Question 6 - A-Level Maths

CAIE M1 2020 March — Question 6 9 marks

Exam Board	CAIE
Module	M1 (Mechanics 1)
Year	2020
Session	March
Marks	9
Paper	Download PDF ↗
Mark scheme	Download PDF ↗
Topic	Newton's laws and connected particles
Type	Car towing trailer, horizontal
Difficulty	Moderate -0.3 This is a standard connected particles problem with straightforward application of Newton's second law and SUVAT equations. Parts (a)-(c) involve routine force diagrams and kinematics with no conceptual challenges. Part (d) adds a conservation of momentum calculation, but all steps follow textbook procedures with clearly given data and no problem-solving insight required.
Spec	3.02d Constant acceleration: SUVAT formulae 3.03c Newton's second law: F=ma one dimension 3.03k Connected particles: pulleys and equilibrium 6.03b Conservation of momentum: 1D two particles 6.03j Perfectly elastic/inelastic: collisions

6 On a straight horizontal test track, driverless vehicles (with no passengers) are being tested. A car of mass 1600 kg is towing a trailer of mass 700 kg along the track. The brakes are applied, resulting in a deceleration of \(12 \mathrm {~m} \mathrm {~s} ^ { - 2 }\). The braking force acts on the car only. In addition to the braking force there are constant resistance forces of 600 N on the car and of 200 N on the trailer.

*Problem to solve*. Write out everything in the mechanics question above from "6 On a straight" down to "on the trailer.", word for word.

*Material provided*.
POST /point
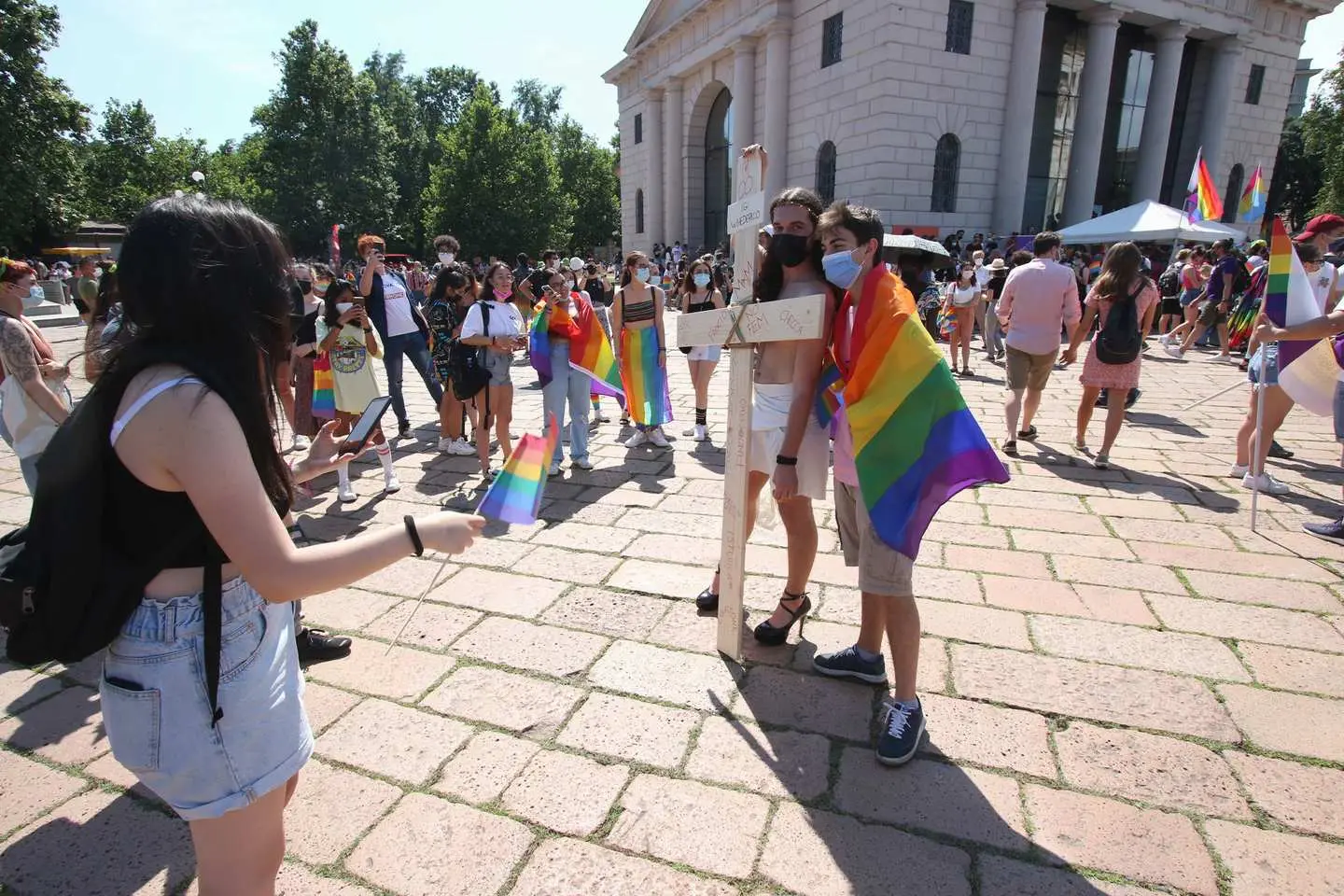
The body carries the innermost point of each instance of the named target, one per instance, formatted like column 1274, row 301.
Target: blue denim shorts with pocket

*Task solution*.
6 On a straight horizontal test track, driverless vehicles (with no passengers) are being tested. A car of mass 1600 kg is towing a trailer of mass 700 kg along the track. The brakes are applied, resulting in a deceleration of \(12 \mathrm {~m} \mathrm {~s} ^ { - 2 }\). The braking force acts on the car only. In addition to the braking force there are constant resistance forces of 600 N on the car and of 200 N on the trailer.